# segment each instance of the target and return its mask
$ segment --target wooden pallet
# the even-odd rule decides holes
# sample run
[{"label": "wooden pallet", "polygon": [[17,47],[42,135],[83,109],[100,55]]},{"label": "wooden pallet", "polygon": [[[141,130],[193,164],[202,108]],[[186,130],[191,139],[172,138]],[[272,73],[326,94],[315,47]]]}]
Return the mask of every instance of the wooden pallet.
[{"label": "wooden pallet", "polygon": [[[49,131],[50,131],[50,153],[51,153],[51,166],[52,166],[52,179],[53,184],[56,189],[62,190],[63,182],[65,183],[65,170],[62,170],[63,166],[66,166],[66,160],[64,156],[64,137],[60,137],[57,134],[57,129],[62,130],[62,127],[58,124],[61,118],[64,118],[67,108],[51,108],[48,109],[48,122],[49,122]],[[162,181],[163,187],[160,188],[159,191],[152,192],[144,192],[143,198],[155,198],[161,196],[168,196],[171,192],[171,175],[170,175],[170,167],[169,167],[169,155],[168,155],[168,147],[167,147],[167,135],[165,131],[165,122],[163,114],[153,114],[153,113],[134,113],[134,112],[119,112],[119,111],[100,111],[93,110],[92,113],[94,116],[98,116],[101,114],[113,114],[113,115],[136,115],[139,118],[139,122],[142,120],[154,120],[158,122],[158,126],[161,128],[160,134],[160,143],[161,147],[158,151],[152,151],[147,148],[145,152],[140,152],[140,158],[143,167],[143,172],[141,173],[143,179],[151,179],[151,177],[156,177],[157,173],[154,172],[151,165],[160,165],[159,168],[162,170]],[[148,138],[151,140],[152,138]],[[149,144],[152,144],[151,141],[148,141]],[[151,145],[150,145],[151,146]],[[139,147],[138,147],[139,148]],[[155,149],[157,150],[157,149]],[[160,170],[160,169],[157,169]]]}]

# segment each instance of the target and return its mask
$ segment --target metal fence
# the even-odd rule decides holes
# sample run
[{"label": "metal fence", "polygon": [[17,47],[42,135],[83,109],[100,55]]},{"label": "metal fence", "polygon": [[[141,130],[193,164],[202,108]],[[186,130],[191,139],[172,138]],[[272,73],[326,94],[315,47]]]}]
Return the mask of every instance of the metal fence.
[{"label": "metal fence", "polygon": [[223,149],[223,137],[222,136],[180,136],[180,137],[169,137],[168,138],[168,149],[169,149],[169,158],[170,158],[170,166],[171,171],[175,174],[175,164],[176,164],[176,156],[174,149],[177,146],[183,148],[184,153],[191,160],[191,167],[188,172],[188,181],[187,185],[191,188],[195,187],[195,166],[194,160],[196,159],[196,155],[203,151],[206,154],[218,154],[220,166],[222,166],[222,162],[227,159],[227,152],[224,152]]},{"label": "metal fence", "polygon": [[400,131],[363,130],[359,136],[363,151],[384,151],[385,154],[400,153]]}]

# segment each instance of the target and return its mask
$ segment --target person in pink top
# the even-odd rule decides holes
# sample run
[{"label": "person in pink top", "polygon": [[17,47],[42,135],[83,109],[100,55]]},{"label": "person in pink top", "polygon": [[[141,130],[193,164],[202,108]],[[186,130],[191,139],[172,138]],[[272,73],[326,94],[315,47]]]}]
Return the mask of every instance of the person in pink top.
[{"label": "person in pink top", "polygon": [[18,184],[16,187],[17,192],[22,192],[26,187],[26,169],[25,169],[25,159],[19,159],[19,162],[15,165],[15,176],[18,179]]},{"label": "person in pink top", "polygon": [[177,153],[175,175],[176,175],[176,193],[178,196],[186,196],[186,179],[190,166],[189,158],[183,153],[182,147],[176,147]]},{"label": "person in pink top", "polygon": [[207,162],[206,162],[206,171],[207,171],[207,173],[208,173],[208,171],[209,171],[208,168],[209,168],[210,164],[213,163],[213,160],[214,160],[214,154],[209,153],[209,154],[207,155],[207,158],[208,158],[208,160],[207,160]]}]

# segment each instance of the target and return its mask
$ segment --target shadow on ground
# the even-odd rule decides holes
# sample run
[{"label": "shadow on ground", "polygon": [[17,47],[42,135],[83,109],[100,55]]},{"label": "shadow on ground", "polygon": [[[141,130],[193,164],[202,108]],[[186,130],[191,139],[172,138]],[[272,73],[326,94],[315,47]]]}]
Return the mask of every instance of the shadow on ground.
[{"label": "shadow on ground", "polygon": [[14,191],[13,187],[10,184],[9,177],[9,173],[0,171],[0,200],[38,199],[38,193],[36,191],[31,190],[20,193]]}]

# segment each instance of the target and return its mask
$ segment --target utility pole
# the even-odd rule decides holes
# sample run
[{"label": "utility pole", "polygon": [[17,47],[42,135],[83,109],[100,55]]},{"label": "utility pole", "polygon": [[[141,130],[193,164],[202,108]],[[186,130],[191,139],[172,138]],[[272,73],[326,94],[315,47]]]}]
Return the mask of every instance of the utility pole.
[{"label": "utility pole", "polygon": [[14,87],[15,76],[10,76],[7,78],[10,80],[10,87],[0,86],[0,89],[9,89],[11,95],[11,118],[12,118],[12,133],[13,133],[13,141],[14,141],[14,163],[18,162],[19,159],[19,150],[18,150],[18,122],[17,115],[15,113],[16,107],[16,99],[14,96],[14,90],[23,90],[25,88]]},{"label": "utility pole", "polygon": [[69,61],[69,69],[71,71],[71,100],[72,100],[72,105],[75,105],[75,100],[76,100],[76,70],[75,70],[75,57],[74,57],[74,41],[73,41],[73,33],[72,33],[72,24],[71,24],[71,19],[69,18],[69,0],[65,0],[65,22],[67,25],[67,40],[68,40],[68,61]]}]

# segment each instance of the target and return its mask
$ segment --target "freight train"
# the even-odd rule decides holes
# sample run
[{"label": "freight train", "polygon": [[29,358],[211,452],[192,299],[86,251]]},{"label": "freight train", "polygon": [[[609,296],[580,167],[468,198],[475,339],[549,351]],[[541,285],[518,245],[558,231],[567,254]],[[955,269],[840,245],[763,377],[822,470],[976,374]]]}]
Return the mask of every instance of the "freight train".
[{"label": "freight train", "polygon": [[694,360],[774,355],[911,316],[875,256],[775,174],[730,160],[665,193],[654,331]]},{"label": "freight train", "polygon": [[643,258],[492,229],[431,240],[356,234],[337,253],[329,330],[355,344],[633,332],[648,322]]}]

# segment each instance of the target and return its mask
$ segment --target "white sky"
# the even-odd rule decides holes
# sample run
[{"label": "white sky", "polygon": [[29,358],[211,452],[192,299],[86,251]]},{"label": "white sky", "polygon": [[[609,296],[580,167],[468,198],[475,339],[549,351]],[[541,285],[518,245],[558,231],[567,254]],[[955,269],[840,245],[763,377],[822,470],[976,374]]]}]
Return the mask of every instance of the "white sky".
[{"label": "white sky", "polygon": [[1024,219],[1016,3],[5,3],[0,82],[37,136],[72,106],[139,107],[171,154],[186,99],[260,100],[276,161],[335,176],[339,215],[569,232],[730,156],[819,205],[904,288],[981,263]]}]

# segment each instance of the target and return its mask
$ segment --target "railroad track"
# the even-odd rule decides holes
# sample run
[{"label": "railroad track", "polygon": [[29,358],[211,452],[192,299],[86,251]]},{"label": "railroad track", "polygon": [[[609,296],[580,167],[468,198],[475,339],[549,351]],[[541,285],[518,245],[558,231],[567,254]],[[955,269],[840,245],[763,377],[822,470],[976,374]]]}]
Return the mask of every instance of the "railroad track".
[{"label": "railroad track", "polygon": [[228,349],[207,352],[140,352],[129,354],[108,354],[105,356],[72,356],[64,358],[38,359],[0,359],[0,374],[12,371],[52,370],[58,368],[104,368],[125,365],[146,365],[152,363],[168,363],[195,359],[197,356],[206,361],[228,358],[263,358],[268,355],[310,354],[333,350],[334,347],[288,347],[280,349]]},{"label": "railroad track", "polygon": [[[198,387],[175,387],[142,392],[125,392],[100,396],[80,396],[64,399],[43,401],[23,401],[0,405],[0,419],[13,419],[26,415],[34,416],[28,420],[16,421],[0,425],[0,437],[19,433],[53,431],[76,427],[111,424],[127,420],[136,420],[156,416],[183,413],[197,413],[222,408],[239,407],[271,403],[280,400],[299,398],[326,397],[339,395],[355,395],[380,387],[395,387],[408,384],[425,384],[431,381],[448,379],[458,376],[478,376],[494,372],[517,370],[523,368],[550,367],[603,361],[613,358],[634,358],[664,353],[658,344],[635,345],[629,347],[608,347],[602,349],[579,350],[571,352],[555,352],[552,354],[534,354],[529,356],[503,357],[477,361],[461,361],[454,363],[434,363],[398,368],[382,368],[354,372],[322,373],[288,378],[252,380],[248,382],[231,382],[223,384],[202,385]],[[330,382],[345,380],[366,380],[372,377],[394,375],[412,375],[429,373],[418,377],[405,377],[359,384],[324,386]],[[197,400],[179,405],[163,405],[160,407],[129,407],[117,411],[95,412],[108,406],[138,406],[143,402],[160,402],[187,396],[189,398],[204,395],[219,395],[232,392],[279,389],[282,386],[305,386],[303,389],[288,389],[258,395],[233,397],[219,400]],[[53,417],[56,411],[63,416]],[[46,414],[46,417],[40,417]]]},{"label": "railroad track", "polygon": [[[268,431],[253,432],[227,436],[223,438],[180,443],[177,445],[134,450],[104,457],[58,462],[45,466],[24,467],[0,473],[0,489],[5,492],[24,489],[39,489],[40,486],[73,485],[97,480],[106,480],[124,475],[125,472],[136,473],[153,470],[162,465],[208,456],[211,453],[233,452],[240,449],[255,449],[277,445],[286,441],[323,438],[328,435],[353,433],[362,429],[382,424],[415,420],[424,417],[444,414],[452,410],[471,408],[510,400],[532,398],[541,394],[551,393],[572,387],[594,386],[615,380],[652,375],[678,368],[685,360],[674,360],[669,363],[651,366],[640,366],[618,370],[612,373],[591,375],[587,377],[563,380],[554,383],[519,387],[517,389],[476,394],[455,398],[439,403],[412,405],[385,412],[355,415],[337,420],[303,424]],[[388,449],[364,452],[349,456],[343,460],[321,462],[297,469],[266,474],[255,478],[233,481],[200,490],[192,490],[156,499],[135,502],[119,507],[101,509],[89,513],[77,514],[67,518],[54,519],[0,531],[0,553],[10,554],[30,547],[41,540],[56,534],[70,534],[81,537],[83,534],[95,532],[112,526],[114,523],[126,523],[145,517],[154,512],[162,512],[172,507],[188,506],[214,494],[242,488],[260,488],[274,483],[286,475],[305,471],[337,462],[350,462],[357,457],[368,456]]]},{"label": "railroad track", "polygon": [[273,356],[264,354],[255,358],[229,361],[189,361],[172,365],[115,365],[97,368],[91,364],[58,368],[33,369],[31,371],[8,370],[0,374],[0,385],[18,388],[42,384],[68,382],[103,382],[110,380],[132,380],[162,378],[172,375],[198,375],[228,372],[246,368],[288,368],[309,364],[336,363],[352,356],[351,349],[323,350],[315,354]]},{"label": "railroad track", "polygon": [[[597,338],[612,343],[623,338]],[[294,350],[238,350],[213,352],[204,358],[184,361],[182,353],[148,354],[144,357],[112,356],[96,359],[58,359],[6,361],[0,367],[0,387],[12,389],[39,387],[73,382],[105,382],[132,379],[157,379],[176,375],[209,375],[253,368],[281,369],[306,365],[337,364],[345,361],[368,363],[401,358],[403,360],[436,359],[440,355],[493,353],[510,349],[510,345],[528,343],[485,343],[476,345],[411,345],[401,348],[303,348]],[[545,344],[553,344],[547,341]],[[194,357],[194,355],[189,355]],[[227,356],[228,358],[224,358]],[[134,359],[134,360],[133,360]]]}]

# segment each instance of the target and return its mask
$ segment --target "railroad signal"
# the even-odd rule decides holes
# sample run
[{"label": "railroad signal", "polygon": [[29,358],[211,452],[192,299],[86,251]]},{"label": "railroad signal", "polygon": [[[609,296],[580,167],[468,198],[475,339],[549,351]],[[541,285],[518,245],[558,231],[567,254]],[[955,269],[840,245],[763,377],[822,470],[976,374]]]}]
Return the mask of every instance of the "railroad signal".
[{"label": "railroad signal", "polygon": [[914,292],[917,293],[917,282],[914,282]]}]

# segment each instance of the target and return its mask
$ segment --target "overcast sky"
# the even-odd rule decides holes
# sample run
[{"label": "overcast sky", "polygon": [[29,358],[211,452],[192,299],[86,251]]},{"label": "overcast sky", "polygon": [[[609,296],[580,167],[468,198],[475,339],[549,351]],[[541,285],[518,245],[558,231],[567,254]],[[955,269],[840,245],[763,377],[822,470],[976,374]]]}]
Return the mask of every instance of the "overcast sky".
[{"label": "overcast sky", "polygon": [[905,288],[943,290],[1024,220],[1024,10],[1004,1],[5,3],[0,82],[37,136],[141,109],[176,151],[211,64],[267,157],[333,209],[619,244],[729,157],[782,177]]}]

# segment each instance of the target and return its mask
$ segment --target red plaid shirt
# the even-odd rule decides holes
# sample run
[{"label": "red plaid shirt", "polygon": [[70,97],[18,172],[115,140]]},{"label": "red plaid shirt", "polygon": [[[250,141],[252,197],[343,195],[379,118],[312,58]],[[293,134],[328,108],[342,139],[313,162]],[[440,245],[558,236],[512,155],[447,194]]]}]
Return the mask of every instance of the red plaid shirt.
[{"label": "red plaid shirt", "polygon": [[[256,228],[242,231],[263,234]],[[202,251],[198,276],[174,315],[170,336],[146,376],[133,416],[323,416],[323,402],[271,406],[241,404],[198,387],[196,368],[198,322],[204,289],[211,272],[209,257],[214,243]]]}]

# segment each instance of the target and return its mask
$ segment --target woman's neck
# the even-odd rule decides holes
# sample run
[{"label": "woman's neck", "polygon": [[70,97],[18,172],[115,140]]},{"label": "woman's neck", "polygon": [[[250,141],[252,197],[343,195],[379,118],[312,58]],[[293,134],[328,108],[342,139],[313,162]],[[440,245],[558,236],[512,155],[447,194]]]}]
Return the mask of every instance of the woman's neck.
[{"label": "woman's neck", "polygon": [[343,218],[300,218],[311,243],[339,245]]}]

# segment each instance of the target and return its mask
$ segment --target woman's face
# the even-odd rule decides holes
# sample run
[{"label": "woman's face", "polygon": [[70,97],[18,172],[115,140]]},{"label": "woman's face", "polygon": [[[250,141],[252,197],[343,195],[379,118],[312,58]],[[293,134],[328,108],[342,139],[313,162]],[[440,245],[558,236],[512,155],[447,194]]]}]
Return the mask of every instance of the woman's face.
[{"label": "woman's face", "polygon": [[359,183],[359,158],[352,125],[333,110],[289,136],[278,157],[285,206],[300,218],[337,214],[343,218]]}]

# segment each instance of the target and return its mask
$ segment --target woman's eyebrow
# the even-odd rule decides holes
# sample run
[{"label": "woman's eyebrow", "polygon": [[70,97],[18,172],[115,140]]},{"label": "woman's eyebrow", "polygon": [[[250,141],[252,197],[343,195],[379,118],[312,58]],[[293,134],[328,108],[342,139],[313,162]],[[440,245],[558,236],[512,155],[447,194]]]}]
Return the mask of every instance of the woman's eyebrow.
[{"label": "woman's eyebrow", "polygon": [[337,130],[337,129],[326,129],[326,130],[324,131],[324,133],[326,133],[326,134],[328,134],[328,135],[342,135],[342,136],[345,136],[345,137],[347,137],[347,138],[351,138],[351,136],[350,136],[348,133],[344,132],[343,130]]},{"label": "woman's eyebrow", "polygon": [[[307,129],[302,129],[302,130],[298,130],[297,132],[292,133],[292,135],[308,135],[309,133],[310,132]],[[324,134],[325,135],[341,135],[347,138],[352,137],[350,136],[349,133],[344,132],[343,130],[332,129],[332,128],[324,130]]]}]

════

Your task: Nothing but the lines from the one containing "--target woman's face" through the end of the material should appear; please return them exactly.

Written solution:
$ segment --target woman's face
# the even-odd rule decides holes
# sample run
[{"label": "woman's face", "polygon": [[70,97],[18,172],[115,140]]},{"label": "woman's face", "polygon": [[[250,141],[252,197],[343,195],[379,118],[312,58]],[[293,134],[328,108],[342,139],[313,162]],[[440,245],[558,236],[512,155],[447,194]]]}]
Return the mask of every instance of the woman's face.
[{"label": "woman's face", "polygon": [[359,183],[359,158],[352,125],[333,110],[289,136],[278,157],[285,206],[300,218],[337,214],[343,218]]}]

# segment each instance of the target and return its mask
$ segment --target woman's eyebrow
# the even-odd rule decides holes
# sample run
[{"label": "woman's eyebrow", "polygon": [[70,97],[18,172],[115,140]]},{"label": "woman's eyebrow", "polygon": [[[250,141],[252,197],[343,195],[379,118],[312,58]],[[293,134],[328,108],[342,139],[313,162]],[[440,245],[558,236],[512,155],[447,194]]]}]
Return the mask of every instance of the woman's eyebrow.
[{"label": "woman's eyebrow", "polygon": [[337,130],[337,129],[326,129],[326,130],[324,131],[324,133],[326,133],[326,134],[328,134],[328,135],[342,135],[342,136],[345,136],[345,137],[347,137],[347,138],[351,138],[351,136],[350,136],[348,133],[344,132],[343,130]]},{"label": "woman's eyebrow", "polygon": [[[307,129],[302,129],[302,130],[298,130],[297,132],[292,133],[292,135],[308,135],[309,133],[310,132]],[[324,134],[325,135],[341,135],[347,138],[352,137],[350,136],[349,133],[344,132],[343,130],[332,129],[332,128],[324,130]]]}]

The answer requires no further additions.